**Énoncé du problème:** Affiche mot pour mot toutes les lignes des entrées ci-dessous, en laissant les images de côté.

Extrait du jeu de données:
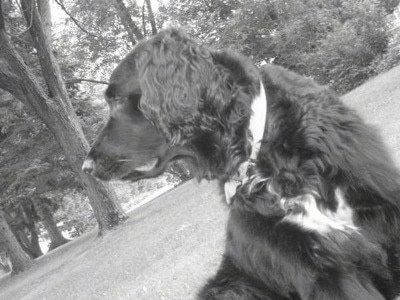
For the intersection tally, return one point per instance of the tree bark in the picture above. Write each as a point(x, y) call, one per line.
point(28, 212)
point(151, 17)
point(45, 15)
point(131, 28)
point(46, 216)
point(55, 111)
point(19, 259)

**Solution du problème:**
For the intersection tally, return one point per instance of the tree bark in the picture above. Write each as a point(x, y) call, one per line.
point(28, 212)
point(151, 17)
point(45, 15)
point(131, 28)
point(46, 216)
point(55, 111)
point(19, 259)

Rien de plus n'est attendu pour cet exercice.